Task directions: Check each line of the data below for the string "would", then report how many lines have it and nothing else.

Task inputs:
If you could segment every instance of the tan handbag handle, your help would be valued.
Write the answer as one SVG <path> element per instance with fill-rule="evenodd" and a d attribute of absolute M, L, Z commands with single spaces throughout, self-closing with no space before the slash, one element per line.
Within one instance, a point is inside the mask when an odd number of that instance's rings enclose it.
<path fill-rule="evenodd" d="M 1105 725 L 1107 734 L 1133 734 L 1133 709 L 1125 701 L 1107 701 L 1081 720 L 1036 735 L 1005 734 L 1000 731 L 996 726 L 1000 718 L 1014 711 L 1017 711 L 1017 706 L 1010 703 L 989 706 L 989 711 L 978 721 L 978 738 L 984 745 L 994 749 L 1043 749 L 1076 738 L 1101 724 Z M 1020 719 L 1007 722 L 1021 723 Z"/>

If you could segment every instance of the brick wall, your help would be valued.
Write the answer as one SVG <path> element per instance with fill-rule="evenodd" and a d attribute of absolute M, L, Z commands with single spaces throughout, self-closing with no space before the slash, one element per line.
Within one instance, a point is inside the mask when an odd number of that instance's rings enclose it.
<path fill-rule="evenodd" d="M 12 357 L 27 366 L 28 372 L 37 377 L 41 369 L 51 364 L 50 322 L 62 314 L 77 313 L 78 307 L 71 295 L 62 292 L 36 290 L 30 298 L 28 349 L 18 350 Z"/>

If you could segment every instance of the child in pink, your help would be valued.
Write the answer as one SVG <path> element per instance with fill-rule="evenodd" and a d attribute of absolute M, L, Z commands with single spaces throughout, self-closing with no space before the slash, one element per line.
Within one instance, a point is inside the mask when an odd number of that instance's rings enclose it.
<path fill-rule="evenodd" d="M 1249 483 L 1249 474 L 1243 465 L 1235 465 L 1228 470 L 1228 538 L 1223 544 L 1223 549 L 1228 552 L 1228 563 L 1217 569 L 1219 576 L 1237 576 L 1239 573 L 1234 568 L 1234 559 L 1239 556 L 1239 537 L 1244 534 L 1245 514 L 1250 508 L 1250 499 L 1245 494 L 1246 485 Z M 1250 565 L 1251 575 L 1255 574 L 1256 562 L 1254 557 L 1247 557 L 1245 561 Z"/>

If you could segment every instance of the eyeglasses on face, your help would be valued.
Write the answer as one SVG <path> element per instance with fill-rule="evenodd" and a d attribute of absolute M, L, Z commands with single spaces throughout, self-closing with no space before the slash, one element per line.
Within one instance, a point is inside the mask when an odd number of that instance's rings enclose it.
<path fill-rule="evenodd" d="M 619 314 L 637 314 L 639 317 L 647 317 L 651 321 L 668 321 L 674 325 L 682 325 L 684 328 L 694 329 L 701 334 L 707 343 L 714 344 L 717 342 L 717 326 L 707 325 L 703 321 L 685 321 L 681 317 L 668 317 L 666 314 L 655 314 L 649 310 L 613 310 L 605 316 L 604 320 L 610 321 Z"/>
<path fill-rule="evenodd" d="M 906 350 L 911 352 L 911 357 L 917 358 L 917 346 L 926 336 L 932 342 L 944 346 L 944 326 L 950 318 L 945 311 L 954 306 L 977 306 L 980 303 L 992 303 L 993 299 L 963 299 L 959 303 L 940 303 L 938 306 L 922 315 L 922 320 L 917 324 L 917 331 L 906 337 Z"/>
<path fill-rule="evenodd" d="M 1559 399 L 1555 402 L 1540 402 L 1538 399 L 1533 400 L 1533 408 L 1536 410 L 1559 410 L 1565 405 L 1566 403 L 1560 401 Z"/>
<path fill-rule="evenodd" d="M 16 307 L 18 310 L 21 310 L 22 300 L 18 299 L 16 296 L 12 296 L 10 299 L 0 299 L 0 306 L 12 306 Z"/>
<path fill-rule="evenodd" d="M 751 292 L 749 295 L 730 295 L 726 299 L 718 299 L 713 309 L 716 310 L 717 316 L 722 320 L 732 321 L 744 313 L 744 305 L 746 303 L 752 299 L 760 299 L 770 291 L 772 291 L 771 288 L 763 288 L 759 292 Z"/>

Exercise response: 4